==== Records supplied

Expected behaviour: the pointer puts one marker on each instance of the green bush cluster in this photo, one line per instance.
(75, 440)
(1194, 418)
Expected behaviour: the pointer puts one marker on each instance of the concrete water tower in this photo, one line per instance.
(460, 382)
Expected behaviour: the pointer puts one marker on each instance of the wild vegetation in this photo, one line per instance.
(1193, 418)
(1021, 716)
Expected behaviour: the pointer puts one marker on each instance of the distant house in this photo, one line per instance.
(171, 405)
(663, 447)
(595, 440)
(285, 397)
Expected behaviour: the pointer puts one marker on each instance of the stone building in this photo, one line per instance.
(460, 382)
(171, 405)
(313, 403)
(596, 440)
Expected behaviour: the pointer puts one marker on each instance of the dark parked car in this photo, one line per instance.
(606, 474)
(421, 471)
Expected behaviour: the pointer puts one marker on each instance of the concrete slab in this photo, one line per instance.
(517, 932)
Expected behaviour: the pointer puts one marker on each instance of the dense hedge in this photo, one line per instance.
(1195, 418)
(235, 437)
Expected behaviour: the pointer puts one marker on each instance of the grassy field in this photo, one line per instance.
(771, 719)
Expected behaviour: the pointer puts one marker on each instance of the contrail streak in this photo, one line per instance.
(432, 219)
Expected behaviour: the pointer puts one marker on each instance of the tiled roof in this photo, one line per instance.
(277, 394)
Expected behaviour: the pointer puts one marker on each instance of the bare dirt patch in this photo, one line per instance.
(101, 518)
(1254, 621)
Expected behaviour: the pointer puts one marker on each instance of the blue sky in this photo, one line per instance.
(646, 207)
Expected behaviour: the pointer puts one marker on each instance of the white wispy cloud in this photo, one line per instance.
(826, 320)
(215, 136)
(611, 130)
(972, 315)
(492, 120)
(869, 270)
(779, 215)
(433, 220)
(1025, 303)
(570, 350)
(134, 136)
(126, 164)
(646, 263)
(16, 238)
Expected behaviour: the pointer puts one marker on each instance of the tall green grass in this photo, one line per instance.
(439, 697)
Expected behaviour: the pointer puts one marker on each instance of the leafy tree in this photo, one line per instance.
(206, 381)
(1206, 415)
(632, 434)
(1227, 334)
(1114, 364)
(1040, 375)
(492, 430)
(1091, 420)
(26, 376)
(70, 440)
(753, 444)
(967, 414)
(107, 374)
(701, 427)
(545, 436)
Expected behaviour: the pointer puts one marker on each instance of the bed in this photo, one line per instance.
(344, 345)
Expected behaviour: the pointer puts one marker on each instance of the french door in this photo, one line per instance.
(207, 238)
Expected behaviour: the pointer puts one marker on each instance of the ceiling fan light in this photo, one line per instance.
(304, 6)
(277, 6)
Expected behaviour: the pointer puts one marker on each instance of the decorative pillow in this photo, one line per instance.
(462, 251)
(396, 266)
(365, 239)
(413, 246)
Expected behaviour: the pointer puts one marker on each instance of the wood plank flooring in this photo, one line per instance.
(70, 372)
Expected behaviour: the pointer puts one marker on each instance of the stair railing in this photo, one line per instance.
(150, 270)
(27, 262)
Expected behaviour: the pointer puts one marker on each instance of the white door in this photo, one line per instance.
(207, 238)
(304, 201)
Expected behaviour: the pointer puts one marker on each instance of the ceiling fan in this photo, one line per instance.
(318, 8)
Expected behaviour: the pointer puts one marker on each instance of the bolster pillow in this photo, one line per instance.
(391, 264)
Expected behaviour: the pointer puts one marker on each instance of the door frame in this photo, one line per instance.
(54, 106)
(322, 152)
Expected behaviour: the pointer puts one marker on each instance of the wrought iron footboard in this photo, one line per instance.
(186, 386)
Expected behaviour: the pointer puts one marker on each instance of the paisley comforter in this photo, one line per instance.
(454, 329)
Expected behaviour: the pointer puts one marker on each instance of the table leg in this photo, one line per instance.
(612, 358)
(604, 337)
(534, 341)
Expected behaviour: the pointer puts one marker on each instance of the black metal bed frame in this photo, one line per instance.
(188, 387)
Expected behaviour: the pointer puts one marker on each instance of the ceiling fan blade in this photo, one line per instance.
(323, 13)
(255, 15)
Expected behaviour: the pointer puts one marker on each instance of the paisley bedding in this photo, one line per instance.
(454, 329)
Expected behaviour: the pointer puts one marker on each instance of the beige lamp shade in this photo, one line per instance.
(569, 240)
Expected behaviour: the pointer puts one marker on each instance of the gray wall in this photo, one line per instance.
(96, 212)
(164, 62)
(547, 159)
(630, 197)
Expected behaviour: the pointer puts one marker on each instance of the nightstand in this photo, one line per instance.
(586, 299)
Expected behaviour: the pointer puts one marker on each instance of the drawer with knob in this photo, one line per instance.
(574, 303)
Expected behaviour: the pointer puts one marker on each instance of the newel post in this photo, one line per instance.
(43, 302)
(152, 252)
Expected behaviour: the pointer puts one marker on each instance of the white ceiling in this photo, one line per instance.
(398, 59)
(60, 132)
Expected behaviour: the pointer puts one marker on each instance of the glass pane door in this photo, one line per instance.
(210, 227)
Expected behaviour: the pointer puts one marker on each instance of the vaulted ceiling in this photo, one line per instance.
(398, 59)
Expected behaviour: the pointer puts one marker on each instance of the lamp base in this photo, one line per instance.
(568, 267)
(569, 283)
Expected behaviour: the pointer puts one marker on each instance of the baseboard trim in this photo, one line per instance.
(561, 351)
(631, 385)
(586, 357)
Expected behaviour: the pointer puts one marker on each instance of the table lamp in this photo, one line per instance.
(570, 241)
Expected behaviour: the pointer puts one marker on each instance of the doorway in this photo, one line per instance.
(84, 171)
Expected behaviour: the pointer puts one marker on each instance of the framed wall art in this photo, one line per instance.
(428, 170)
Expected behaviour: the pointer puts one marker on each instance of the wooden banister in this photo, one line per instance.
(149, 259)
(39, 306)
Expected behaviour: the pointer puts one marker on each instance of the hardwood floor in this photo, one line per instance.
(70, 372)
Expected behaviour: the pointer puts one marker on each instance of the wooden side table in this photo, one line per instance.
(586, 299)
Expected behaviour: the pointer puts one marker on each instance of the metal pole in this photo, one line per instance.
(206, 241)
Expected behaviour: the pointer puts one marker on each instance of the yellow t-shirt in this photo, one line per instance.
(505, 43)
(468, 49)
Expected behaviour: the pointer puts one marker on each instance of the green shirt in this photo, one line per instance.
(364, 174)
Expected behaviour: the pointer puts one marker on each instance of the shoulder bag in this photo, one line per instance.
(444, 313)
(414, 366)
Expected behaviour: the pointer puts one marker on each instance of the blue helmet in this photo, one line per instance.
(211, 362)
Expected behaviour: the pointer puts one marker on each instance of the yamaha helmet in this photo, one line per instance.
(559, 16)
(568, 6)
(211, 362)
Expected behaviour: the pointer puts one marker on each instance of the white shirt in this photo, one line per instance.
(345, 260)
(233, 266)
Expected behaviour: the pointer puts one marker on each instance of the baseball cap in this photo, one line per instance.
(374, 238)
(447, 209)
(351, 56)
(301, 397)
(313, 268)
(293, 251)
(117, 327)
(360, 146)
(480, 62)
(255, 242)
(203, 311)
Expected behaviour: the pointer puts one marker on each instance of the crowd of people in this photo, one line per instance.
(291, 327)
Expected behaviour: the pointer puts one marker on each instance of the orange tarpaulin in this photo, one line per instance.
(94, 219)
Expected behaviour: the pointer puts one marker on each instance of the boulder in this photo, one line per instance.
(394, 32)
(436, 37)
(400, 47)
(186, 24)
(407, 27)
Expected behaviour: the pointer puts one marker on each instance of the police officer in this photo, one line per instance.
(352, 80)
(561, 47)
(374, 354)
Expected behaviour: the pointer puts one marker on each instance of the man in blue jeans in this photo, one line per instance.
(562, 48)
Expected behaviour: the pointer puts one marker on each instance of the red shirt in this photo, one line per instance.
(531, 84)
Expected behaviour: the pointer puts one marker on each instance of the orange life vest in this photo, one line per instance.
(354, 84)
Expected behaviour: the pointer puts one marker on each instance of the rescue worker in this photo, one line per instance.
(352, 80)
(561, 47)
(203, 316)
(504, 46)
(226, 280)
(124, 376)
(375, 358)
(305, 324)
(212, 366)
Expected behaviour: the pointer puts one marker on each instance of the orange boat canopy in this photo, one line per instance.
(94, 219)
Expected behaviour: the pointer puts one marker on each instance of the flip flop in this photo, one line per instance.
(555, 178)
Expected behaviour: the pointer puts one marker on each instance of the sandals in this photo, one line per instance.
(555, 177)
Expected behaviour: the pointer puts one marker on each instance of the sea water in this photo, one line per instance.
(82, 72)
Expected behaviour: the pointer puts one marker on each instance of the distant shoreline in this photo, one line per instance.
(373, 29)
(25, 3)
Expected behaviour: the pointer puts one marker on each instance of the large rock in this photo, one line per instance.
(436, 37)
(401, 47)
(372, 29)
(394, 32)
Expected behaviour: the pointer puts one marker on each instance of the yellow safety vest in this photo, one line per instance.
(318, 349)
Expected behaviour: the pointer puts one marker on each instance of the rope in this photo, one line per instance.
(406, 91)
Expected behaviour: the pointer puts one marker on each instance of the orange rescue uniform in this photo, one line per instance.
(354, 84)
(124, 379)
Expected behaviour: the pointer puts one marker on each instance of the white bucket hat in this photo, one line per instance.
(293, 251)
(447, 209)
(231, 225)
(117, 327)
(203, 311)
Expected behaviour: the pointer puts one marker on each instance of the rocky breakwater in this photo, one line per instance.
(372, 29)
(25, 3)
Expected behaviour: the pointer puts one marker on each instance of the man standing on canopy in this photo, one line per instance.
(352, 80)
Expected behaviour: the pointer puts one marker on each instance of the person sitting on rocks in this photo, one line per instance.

========

§ Problem to work on
Copy only this span: the line that contains "hat in this photo, one line per instance.", the last line, and every line between them.

§ Solution for this task
Expected behaviour: the pointer puts one marker on each instance of the white bucket hat in this photo, one line per instance.
(293, 251)
(447, 209)
(231, 225)
(117, 327)
(203, 311)
Expected behaviour: the pointer puts one marker on each instance of the rocky breakwater in this photo, one line per instance.
(372, 29)
(25, 3)
Expected behaviour: the pointer puts one marker on each instance of the man standing on canopy in this photo, one line per instance.
(352, 80)
Expected behaviour: the pointer puts one marker on each instance of the person sitting on rocks in this photo, one line per instance.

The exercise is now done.